### Extract to read
==============================

# Level my shop floor?



## CJ21 (Aug 11, 2007)

*Leveling my shop floor?*

I am wondering is there a way to level a wooden floor, my wooden floor in my small shop has got uneven. I think the problem is when I first built the shop, I did not put in blocking in the floor.


----------



## Scribbles (Mar 10, 2009)

move your heavy tools to the high spots


----------



## Seven-Delta-FortyOne (Mar 5, 2011)

Blocking probably isn't the problem. It's more likely undersized joists/beams and/or insufficient foundation (if it's post and pier) and/or soil subsidence/settling. If you have access below, you might be able to pour some intermediate footings and set midspan pier blocks and posts after jacking the floor.


----------



## CJ21 (Aug 11, 2007)

I think I used 2x6's and 3/4'' plywood.


----------



## William James (Mar 5, 2010)

CJ21 said:


> I think I used 2x6's and 3/4'' plywood.


What's under it?
Spacing of joists?
Joist hangers?
footings, slab..?

If you framed it as an addition:
2x6's are under-sized, especially for heavy equipment, 3/4" ply should be doubled or atleast 1/2" should be over the 3/4".
Could be unrelated causes, but that's what I got from The info provided.


----------



## CJ21 (Aug 11, 2007)

Its 24'' on center, its not on a slab or footing.


----------



## izzy (Oct 6, 2009)

Surely you jest. Whats the span?


----------



## Dan_Watson (Mar 1, 2008)

Is this more like a shed?


----------



## Seven-Delta-FortyOne (Mar 5, 2011)

CJ21 said:


> Its 24'' on center, its not on a slab or footing.


That sounds like your problem right there. What is your span?? 
40psf live load + 20psf dead load gives you just 7'11" span at 24" o.c. and that's #1 douglas fir. A shop could easily exceed 60psf in areas.


----------



## CJ21 (Aug 11, 2007)

Yes Dan its a shed.


----------



## CJ21 (Aug 11, 2007)

==============================

Natural language region descriptions:
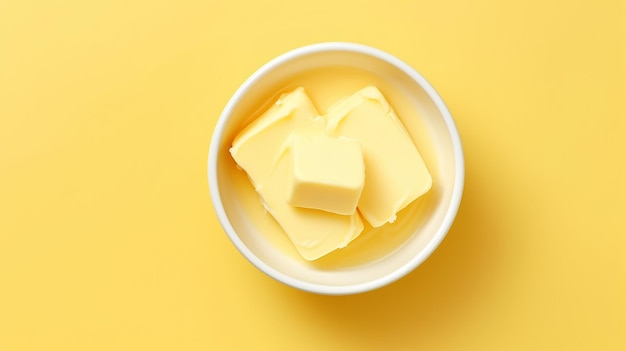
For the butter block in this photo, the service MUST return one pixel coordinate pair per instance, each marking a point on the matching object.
(263, 151)
(257, 148)
(314, 233)
(328, 174)
(395, 173)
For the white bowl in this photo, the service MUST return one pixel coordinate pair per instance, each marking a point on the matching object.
(374, 259)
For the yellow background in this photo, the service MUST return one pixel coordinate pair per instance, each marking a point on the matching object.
(108, 240)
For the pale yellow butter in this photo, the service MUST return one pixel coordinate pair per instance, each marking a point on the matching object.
(263, 150)
(395, 173)
(328, 174)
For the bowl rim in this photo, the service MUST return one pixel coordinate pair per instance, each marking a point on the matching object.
(408, 266)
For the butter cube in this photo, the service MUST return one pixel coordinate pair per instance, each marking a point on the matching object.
(314, 233)
(263, 151)
(328, 174)
(395, 173)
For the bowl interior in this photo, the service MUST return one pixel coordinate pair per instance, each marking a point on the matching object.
(378, 256)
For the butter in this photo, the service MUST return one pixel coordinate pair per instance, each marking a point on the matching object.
(264, 151)
(314, 233)
(395, 173)
(328, 174)
(257, 148)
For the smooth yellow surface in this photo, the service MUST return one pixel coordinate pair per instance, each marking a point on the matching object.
(328, 174)
(395, 173)
(108, 240)
(263, 150)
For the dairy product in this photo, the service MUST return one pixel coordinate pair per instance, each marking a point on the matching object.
(311, 171)
(395, 174)
(257, 147)
(328, 174)
(264, 151)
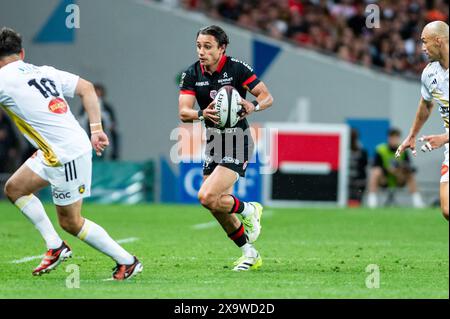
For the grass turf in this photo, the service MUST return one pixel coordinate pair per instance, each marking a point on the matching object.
(307, 253)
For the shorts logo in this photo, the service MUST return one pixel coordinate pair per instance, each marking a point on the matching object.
(62, 196)
(444, 170)
(58, 106)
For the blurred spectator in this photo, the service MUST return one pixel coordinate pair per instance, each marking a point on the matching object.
(9, 145)
(358, 166)
(391, 172)
(108, 121)
(339, 27)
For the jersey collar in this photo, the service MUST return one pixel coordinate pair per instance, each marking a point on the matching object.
(222, 62)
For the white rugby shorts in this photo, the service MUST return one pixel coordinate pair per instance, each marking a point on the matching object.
(69, 182)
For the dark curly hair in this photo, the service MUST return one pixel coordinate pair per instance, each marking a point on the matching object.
(10, 42)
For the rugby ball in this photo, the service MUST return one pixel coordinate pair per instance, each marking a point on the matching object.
(227, 106)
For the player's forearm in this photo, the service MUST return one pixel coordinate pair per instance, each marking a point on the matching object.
(265, 100)
(86, 91)
(188, 115)
(92, 107)
(422, 115)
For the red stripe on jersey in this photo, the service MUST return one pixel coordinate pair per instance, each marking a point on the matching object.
(249, 80)
(189, 92)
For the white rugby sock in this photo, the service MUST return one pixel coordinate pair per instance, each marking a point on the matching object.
(32, 208)
(249, 250)
(248, 209)
(98, 238)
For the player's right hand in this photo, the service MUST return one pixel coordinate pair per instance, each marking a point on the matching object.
(409, 142)
(99, 142)
(210, 113)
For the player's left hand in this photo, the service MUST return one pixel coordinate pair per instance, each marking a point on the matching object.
(99, 142)
(247, 108)
(433, 142)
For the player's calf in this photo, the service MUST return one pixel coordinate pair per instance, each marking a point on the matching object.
(208, 199)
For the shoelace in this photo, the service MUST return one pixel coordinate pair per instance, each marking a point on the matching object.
(47, 258)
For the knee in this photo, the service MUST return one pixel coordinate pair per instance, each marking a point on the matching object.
(72, 225)
(207, 199)
(11, 190)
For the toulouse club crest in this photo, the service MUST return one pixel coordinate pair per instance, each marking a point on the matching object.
(213, 94)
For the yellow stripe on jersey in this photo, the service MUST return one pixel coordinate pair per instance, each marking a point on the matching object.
(26, 129)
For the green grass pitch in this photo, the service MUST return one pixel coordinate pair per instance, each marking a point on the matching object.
(307, 253)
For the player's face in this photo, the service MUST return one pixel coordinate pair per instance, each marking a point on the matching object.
(430, 46)
(208, 50)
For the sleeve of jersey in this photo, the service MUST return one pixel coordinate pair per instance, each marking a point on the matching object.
(424, 89)
(249, 78)
(187, 83)
(69, 82)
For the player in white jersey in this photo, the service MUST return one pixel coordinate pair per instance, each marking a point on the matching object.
(435, 38)
(34, 98)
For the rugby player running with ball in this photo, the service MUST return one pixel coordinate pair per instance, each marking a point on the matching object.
(225, 163)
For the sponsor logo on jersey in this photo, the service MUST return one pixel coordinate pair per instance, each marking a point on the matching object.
(444, 170)
(58, 106)
(243, 63)
(63, 195)
(225, 81)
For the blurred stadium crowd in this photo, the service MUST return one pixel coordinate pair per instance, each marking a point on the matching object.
(337, 27)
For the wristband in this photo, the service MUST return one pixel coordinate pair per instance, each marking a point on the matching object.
(256, 104)
(200, 115)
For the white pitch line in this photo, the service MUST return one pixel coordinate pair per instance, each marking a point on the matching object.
(30, 258)
(26, 259)
(266, 214)
(127, 240)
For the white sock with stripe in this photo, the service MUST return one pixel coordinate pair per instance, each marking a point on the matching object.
(98, 238)
(33, 209)
(249, 250)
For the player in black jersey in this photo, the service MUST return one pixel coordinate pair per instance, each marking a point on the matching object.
(229, 150)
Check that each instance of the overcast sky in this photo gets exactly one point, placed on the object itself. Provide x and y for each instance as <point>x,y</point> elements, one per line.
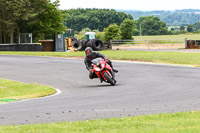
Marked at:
<point>146,5</point>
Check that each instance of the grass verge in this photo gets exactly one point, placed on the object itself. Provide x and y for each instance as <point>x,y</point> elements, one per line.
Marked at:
<point>183,58</point>
<point>187,122</point>
<point>13,90</point>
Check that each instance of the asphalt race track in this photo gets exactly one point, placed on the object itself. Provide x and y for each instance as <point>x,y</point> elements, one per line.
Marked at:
<point>141,89</point>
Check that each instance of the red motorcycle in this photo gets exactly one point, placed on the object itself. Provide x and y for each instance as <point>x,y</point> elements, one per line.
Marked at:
<point>103,71</point>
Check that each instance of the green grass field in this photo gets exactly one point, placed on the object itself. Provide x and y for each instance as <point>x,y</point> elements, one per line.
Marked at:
<point>181,36</point>
<point>182,58</point>
<point>13,90</point>
<point>187,122</point>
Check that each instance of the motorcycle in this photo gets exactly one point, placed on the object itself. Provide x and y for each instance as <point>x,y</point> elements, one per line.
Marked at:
<point>103,71</point>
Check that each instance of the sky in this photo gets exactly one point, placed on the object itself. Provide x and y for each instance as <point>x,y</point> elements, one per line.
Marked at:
<point>145,5</point>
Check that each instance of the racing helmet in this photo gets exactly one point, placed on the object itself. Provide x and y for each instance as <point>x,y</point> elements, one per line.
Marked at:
<point>88,51</point>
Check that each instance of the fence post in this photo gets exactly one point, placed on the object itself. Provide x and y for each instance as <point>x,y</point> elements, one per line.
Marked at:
<point>185,43</point>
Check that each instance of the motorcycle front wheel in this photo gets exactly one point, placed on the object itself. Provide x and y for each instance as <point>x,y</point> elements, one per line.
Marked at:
<point>109,79</point>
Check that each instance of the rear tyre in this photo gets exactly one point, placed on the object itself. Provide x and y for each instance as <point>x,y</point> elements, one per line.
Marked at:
<point>109,79</point>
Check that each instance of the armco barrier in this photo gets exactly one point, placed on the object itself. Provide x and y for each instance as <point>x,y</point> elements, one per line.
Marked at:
<point>20,47</point>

==============================

### Work instructions
A. In the shop floor thread, what maximum joist span does Seven-Delta-FortyOne give for #1 Douglas fir at 24" on center?
B. Resume the shop floor thread after its last line by writing the post that comes next.
The listing has no connection to the shop floor thread.

### Responses for each task
A. 7'11", based on a 40psf live load plus a 20psf dead load.

B.
I am not sure whats the span. I am wondering can the problem be fix?


----------



## Dan_Watson (Mar 1, 2008)

CJ21 said:


> I am not sure whats the span. I am wondering can the problem be fix?


Anything can be fixed. Its not easy to give advice without pictures and with the little information you have provided.


----------



## Seven-Delta-FortyOne (Mar 5, 2011)

If it's a shed, jack it up, pour some footings 18" diameter, 1' deep, set pier blocks every 6', run 4"x6" girders on top of piers below joists. I'm just throwing out an idea, I don't know the specifics of your site or how much weight is actually in it, so these specifics might not work in your area, just 1 possible way of doing it. If you have to jack the shed, CRIB THE BEJEEBERS OUT OF IT before going underneath!


----------



## Seven-Delta-FortyOne (Mar 5, 2011)

P.S. Check span tables before building next time!


----------



## CJ21 (Aug 11, 2007)

Here is some pictures of the problem!


----------



## CJ21 (Aug 11, 2007)




----------



## CJ21 (Aug 11, 2007)

It has a sunk, note I just had mob the floors. :thumbup:


----------



## Dan_Watson (Mar 1, 2008)

Way under built for that load.


----------



## CJ21 (Aug 11, 2007)

I did not know that when I first built it, should I have used 2x10s? and double the plywood?


----------



## darr1 (May 25, 2010)

16 inch centers for a start


----------



## FramingPro (Jan 31, 2010)

get me to build it...:thumbup:


----------



## CJ21 (Aug 11, 2007)

Yes it did, I had a flood sometime back!


----------



## FramingPro (Jan 31, 2010)

CJ21 said:


> Yes it did, I had a flood sometime back!


if im seeing what i think i am it may be a combo of things, the table saw could be sagging plywood seams and the joists if it is centred in the span. cut the floor up and sistered 2x8's on


----------



## Fence (Mar 5, 2010)

For a quick fix, you could just pour a small pad under the table saw. This would probably help reduce some vibrations as well.


----------



## CJ21 (Aug 11, 2007)

That might have been when it started.


----------



## robert c1 (Mar 11, 2007)

You still haven't posted any details that would allow someone to diagnose the problem much less give you a solution.

"it's on the ground" is not a description.
Is it on piers? did you just sit 2x6's on the dirt? Is there a span? if so WHAT IS THE SPAN?

otherwise it's just a waste of everyones time


----------



## CJ21 (Aug 11, 2007)

Its on the dirt, and the span is 24'' on center. They are 2x6's on the dirt.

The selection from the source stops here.